** Okuma parçası **
Güncel haberlere hızlı erişim: Ekonomi, spor, teknoloji, magazin ve dahası ForumKamp ile sizlerle!

ABD çıktı İngiltere girdi: Irak’ta petrol savaşları

ABD’nin Irak’tan askerlerini çekmesinin ardından devreye İngiltere girdi. İngiltere, 1930'larda terkettiği Irak'a geri dödü. Musul, Kerkük ve Erbil'in tam ortasına, İngiliz askeri üssü kurulacak.

Suriye’de Beşar Esad’ın devrilmesinin ardından herkes, HTŞ güçlerinin arkasında kim olduğunun ve ‘ne oluyor’ sorusunun yanıtını arıyordu. İsrail Suriye’yi işgale başlarken İngiltere’nin bölgedeki rolüne Odatv dikkat çekmişti.

İşte o haber:

Ekonomim yazarı Zeynep Gürcanlı da bugünkü “İngiltere, Irak’a geri dönüyor” başlıklı yazısında İngiltere’nin Orta Doğu’daki varlığa değindi.

Gürcanlı şunları yazdı:

İNGİLİZ ÜSSÜ

“İngiltere, 1930’larda terkettiği Irak’a geri dönüyor. Hem de ne dönüş;
Musul, Kerkük ve Erbil’in tam ortasına, tüm bu şehir merkezlerinin her birine yaklaşık 100 kilometre uzaklıktaki Gayyara’ya İngiliz askeri üssü kuruluyor.
İngiltere, Irak hükümetiyle “IŞİD’le mücadele” altında zaten askeri işbirliğinin yolunu açmıştı. IŞİD’in Irak topraklarından sökülmesinin ardından ise, Bağdat ile Londra arasında “ikili güvenlik ve stratejik ortaklık anlaşması” imzalandı. Şimdi İngiltere, bu anlaşmayı temel alarak, Gayyara’da kapsamlı bir üs kuruyor.
Aslında ABD’nin boşaltmaya başladığı Irak’a tek giren “müttefik” İngiltere de değil; Petrol zenginliğine rağmen siyasi istikrarsızlık nedeniyle halkı fakirlik içinde yaşayan Irak’ta, savunma meselesi de kompartmanlara ayrılıp, çeşitli Batılı müttefiklere “emanet edimekte”; İngiltere üs kurarken, Fransa Irak’ın radar sistemlerinin kontrolünü, Güney Kore hava savunma sistemlerini, ABD ise hava sahası kontrolünü üstlenmiş durumdalar.

PETROL SAVAŞLARI

Bitmedi;
İngiltere sadece Irak’ın en kritik bölgesinde üs sahibi olmakla kalmıyor, Kerkük petrolleri de İngiliz BP şirketine emanet ediliyor. BP’nin Kerkük’teki doğalgaz ve petrol sahalarını işletmesine ilişkin milyarlarca dolarlık anlaşmanın bu ay içinde imzalanması bekleniyor.
Irak petrol Bakanı Hayan Abdül-Gani, BP şirketiyle Kerkük petrolleri için yapılacak anlaşmanın, daha önce Fransız Total şirketiyle Basra petrolleri için imzalanan anlaşmadan “daha geniş kapsamlı” olacağını açıkladı. Irak hükümetinin Total enerji ile imzaladığı Basra petrollerinin işletilmesine ilişkin anlaşma 27 milyar dolarlıktı.

** Aşağıdakileri tamamlayın **
**A.** Irak haberine göre Irak'ın savunmasında hangi ülkeler görev üstlenmiş ve her biri neyi üstlenmiş?
**B.** Irak haberinde "PETROL SAVAŞLARI" sözcüklerinin geçtiği yerden başlayıp "27 milyar dolarlıktı." sözcüklerinden sonra biten bölümü hiç değiştirmeden yeniden yazın.

** Kayıtlı bilgiler **
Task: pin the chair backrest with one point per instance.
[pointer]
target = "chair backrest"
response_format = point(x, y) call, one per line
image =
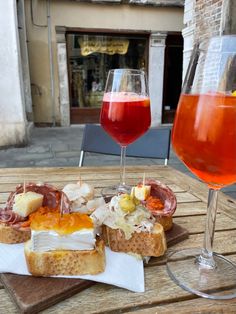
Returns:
point(155, 143)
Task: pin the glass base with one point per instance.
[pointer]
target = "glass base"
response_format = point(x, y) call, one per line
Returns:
point(212, 283)
point(109, 192)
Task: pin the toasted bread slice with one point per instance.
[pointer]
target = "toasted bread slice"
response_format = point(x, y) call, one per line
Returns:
point(165, 221)
point(143, 243)
point(66, 262)
point(11, 235)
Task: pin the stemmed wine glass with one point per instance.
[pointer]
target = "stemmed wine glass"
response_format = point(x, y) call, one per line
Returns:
point(204, 138)
point(125, 113)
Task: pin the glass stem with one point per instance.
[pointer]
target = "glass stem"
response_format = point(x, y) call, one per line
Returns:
point(122, 165)
point(206, 258)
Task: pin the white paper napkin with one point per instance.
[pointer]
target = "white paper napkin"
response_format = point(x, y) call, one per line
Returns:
point(122, 270)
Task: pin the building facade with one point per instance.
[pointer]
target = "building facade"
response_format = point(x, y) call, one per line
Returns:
point(73, 44)
point(205, 18)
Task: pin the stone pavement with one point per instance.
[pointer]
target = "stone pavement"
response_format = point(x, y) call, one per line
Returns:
point(60, 146)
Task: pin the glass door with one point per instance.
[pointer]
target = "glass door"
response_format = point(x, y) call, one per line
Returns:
point(90, 57)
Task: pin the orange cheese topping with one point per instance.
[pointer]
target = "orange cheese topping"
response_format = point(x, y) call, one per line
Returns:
point(50, 219)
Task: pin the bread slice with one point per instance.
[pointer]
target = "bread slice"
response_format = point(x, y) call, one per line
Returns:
point(66, 262)
point(165, 221)
point(143, 243)
point(11, 235)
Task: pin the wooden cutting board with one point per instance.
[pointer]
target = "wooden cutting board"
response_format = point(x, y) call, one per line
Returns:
point(33, 294)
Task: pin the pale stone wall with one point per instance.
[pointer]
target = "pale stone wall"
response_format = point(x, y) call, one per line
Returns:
point(12, 111)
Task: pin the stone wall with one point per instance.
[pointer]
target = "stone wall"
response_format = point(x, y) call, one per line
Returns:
point(204, 18)
point(208, 16)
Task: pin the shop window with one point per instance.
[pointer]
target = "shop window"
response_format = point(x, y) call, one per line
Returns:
point(91, 56)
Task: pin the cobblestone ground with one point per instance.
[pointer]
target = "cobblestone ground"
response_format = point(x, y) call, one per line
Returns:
point(52, 147)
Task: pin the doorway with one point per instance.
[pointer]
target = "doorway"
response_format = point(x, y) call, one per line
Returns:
point(90, 57)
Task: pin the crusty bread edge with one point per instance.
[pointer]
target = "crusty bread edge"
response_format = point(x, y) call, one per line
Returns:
point(10, 235)
point(66, 262)
point(142, 243)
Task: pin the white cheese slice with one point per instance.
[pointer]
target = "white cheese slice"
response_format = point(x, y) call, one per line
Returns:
point(141, 192)
point(44, 240)
point(26, 203)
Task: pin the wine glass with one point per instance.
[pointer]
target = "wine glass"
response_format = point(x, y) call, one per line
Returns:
point(204, 138)
point(125, 114)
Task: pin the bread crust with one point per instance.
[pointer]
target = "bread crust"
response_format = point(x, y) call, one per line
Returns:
point(143, 243)
point(11, 235)
point(165, 221)
point(66, 262)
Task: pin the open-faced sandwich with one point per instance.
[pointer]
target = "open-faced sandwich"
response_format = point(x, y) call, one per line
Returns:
point(159, 199)
point(63, 245)
point(26, 199)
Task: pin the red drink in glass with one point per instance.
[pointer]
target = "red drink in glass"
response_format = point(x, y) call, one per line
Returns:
point(125, 116)
point(204, 136)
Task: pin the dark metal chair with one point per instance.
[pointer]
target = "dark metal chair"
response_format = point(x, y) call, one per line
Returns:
point(155, 143)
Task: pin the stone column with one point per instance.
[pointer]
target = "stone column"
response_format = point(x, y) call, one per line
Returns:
point(156, 75)
point(12, 118)
point(63, 76)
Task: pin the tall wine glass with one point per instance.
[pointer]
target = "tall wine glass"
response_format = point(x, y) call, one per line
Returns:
point(125, 113)
point(204, 138)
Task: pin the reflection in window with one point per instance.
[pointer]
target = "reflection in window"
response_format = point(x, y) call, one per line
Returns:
point(90, 59)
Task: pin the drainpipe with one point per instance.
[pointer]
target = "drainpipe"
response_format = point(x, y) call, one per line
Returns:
point(51, 64)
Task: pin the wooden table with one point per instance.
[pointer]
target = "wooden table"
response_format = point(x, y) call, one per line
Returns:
point(161, 295)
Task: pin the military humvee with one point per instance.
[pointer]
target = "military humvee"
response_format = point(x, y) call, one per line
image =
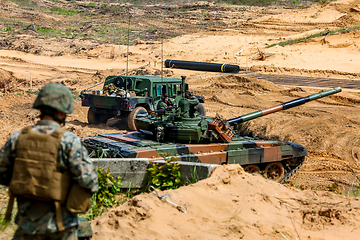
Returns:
point(127, 96)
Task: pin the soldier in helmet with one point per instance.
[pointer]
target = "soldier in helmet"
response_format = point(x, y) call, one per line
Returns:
point(165, 102)
point(42, 164)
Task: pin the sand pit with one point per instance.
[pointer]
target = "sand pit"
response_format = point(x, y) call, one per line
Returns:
point(231, 204)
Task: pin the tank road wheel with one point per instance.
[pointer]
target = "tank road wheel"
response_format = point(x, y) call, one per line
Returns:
point(201, 109)
point(294, 162)
point(252, 169)
point(132, 116)
point(274, 171)
point(96, 118)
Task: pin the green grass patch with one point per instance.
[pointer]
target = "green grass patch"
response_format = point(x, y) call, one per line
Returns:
point(320, 34)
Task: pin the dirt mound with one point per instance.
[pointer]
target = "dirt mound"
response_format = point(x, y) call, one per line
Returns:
point(231, 204)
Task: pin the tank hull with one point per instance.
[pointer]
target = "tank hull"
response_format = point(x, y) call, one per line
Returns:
point(257, 154)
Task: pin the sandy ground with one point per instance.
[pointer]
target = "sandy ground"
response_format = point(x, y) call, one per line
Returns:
point(230, 204)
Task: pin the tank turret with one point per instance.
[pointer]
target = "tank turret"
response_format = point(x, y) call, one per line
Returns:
point(184, 124)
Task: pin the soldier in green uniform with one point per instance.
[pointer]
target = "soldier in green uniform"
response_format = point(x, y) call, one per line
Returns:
point(41, 164)
point(165, 102)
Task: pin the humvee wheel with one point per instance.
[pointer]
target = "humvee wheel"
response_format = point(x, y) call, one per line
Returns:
point(96, 118)
point(201, 110)
point(132, 116)
point(252, 169)
point(274, 171)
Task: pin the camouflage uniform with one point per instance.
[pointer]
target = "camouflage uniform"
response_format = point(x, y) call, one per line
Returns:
point(72, 157)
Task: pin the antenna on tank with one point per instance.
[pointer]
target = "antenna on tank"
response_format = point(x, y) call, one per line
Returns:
point(128, 43)
point(162, 58)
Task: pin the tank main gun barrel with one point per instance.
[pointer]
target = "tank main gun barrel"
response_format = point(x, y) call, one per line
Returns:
point(283, 106)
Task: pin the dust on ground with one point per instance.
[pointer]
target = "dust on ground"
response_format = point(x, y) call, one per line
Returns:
point(231, 204)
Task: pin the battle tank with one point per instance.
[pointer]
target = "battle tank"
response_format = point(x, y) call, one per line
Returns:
point(181, 132)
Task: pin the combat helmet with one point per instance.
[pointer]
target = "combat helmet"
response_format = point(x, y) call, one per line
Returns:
point(57, 96)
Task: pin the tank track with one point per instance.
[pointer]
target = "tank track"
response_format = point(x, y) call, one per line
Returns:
point(291, 171)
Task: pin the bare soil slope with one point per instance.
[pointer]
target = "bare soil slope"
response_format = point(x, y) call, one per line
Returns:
point(231, 204)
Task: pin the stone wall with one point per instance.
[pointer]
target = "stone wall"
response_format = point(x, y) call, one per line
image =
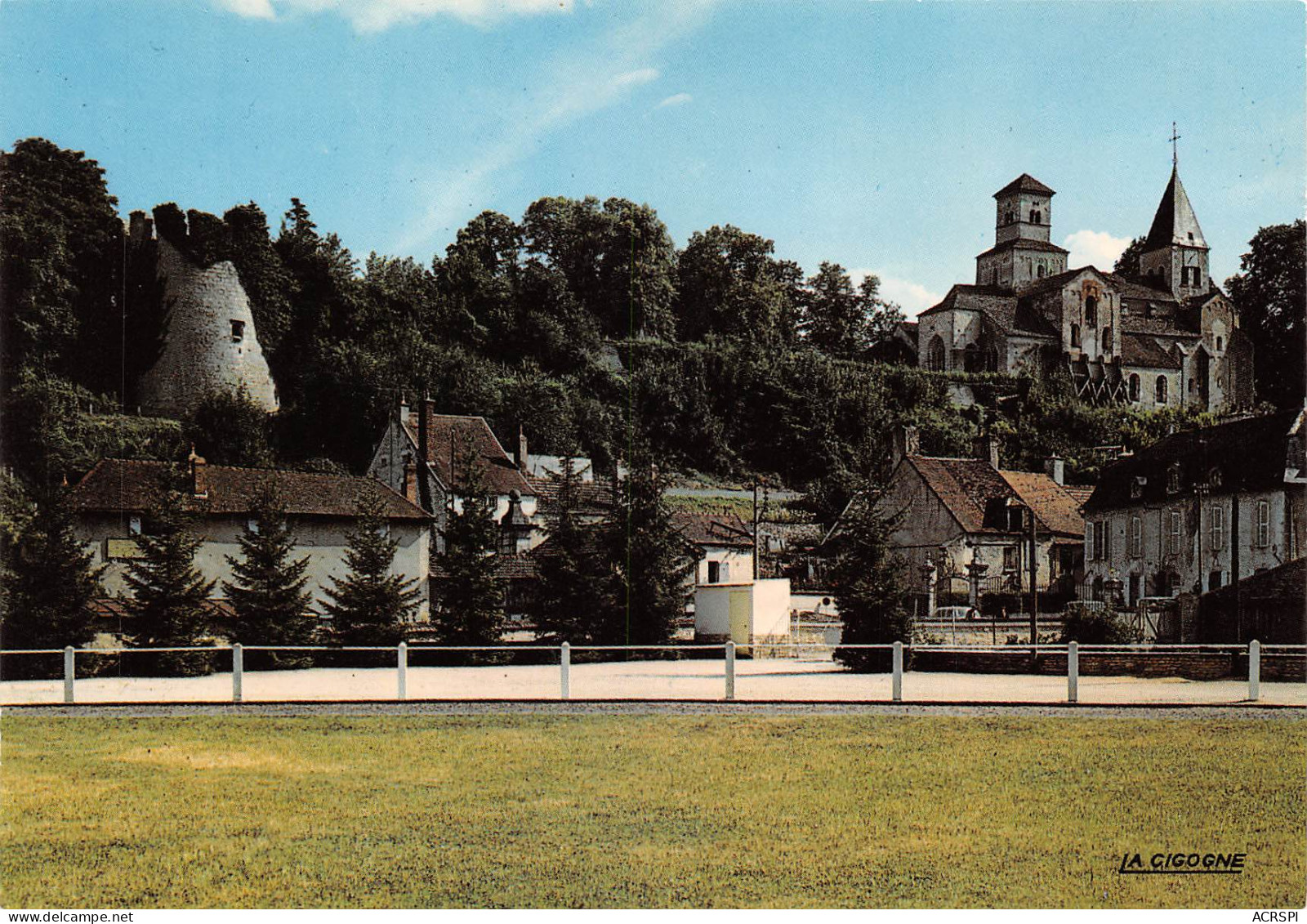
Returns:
point(211, 342)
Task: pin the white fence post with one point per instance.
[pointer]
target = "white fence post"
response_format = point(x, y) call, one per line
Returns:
point(69, 672)
point(1254, 669)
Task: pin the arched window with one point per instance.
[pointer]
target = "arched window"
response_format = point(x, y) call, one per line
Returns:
point(935, 355)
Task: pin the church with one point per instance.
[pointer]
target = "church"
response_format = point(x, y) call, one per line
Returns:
point(1162, 337)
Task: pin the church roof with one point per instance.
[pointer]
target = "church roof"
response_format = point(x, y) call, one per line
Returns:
point(1024, 243)
point(1025, 183)
point(1139, 349)
point(1175, 222)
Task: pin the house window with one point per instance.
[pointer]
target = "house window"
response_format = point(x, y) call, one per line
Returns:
point(935, 355)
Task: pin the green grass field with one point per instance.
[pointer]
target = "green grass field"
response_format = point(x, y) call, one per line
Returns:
point(645, 810)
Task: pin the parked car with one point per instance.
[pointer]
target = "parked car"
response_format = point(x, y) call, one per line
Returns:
point(954, 614)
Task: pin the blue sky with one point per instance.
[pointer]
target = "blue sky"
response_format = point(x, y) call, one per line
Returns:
point(872, 135)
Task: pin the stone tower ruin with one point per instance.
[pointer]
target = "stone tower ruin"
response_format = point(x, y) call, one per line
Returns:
point(209, 339)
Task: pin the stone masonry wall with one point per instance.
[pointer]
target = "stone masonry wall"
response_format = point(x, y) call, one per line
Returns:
point(200, 350)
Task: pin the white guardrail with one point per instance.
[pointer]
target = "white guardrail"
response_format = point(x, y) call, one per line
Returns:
point(1072, 649)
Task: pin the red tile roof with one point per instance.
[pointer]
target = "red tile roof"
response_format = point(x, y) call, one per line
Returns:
point(451, 431)
point(119, 485)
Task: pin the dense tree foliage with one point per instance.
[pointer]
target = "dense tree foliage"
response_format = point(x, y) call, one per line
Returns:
point(1271, 296)
point(868, 586)
point(47, 583)
point(169, 594)
point(268, 592)
point(370, 605)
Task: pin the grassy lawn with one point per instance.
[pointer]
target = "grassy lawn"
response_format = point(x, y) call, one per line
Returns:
point(645, 810)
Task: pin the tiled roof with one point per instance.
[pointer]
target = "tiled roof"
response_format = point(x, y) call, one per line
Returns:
point(448, 434)
point(1246, 455)
point(1139, 349)
point(973, 489)
point(123, 485)
point(1055, 507)
point(712, 529)
point(1025, 183)
point(1025, 243)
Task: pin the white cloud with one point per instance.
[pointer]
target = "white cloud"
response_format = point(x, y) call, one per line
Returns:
point(252, 9)
point(1097, 248)
point(575, 85)
point(912, 297)
point(372, 16)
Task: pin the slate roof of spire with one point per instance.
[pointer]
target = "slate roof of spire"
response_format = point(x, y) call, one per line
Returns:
point(1025, 183)
point(1175, 222)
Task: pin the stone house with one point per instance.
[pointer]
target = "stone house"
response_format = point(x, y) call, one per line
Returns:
point(964, 524)
point(1165, 337)
point(113, 505)
point(1199, 510)
point(422, 455)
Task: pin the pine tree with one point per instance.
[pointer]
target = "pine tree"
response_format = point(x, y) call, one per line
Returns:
point(268, 594)
point(868, 588)
point(471, 600)
point(575, 588)
point(170, 595)
point(651, 558)
point(370, 605)
point(47, 586)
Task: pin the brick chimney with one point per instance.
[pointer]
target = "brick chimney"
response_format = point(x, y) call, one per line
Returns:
point(1054, 468)
point(522, 450)
point(199, 475)
point(987, 450)
point(409, 479)
point(908, 442)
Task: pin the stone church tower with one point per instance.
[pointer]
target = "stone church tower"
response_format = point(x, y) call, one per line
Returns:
point(209, 337)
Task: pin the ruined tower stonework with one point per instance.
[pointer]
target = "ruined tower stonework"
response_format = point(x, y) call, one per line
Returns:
point(209, 339)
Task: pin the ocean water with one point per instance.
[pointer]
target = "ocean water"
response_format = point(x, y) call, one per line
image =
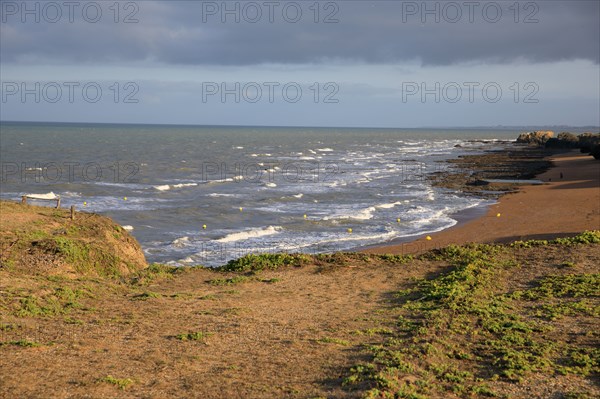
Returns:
point(205, 195)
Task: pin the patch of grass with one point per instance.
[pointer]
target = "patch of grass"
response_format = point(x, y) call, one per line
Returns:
point(229, 281)
point(194, 336)
point(22, 343)
point(61, 301)
point(271, 280)
point(254, 263)
point(145, 296)
point(337, 341)
point(121, 383)
point(154, 272)
point(451, 322)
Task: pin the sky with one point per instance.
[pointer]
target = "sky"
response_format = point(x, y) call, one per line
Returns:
point(302, 63)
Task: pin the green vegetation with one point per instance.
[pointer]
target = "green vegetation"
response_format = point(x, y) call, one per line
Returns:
point(229, 281)
point(460, 331)
point(329, 340)
point(255, 263)
point(153, 273)
point(194, 336)
point(60, 301)
point(22, 343)
point(145, 295)
point(121, 383)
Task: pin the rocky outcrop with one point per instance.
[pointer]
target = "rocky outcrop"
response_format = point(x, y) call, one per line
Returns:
point(588, 143)
point(538, 138)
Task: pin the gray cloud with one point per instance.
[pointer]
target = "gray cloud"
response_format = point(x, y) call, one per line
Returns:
point(371, 32)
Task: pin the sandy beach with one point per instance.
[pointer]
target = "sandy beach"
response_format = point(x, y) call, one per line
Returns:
point(559, 207)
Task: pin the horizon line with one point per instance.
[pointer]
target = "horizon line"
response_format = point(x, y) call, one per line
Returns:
point(300, 126)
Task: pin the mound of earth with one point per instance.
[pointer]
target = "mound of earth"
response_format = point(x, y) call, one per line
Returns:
point(44, 240)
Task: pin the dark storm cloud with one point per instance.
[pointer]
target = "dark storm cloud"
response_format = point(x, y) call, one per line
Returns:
point(372, 32)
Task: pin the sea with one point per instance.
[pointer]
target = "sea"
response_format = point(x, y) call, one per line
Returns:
point(203, 195)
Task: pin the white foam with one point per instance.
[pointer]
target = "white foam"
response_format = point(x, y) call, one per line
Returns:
point(388, 206)
point(253, 233)
point(167, 187)
point(180, 242)
point(49, 195)
point(220, 195)
point(364, 214)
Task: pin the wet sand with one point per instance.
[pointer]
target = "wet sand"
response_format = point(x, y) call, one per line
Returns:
point(560, 207)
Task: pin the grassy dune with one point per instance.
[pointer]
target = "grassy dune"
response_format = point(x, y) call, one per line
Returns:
point(518, 320)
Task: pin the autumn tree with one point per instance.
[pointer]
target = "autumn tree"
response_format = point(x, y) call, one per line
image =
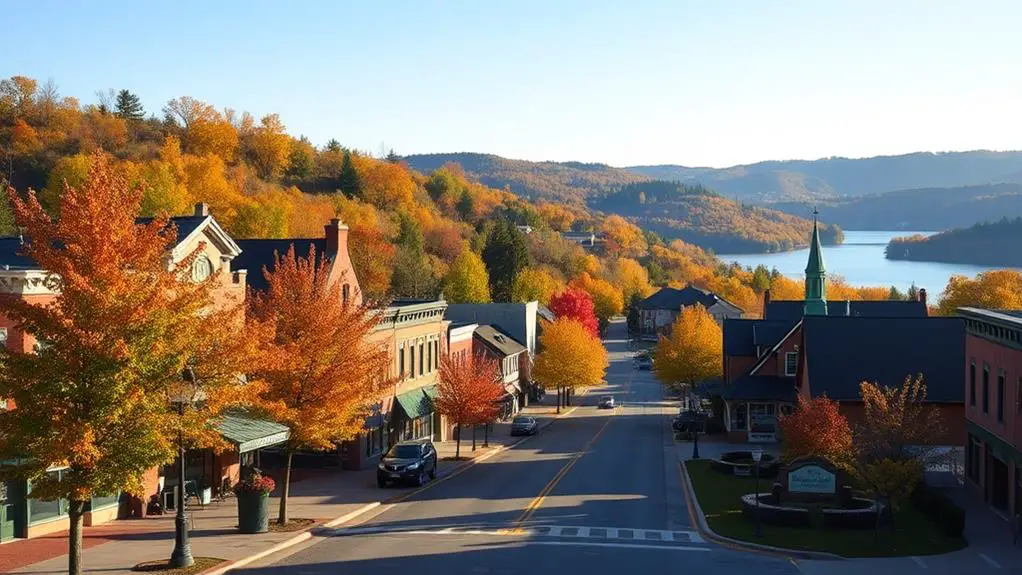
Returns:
point(505, 255)
point(576, 304)
point(817, 428)
point(692, 352)
point(468, 392)
point(570, 356)
point(467, 281)
point(113, 342)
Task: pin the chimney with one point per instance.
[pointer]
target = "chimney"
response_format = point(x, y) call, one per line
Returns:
point(336, 237)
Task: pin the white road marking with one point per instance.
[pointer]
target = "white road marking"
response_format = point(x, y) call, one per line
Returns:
point(989, 561)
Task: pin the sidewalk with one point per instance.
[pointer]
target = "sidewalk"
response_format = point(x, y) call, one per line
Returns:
point(320, 494)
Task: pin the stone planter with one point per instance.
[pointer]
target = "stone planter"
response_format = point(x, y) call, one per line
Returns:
point(253, 512)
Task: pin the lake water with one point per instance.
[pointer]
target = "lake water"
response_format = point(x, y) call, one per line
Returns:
point(861, 261)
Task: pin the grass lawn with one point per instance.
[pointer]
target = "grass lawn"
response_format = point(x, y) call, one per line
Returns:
point(718, 496)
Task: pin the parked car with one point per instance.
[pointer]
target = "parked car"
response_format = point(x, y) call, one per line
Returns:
point(408, 462)
point(524, 425)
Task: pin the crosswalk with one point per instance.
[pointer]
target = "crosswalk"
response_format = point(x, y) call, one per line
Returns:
point(539, 531)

** Görev yanıtları **
**A.**
- İngiltere: üs kuruyor
- Fransa: radar sistemlerinin kontrolü
- Güney Kore: hava savunma sistemleri
- ABD: hava sahası kontrolü

**B.**
PETROL SAVAŞLARI

Bitmedi;
İngiltere sadece Irak’ın en kritik bölgesinde üs sahibi olmakla kalmıyor, Kerkük petrolleri de İngiliz BP şirketine emanet ediliyor. BP’nin Kerkük’teki doğalgaz ve petrol sahalarını işletmesine ilişkin milyarlarca dolarlık anlaşmanın bu ay içinde imzalanması bekleniyor.
Irak petrol Bakanı Hayan Abdül-Gani, BP şirketiyle Kerkük petrolleri için yapılacak anlaşmanın, daha önce Fransız Total şirketiyle Basra petrolleri için imzalanan anlaşmadan “daha geniş kapsamlı” olacağını açıkladı. Irak hükümetinin Total enerji ile imzaladığı Basra petrollerinin işletilmesine ilişkin anlaşma 27 milyar dolarlıktı.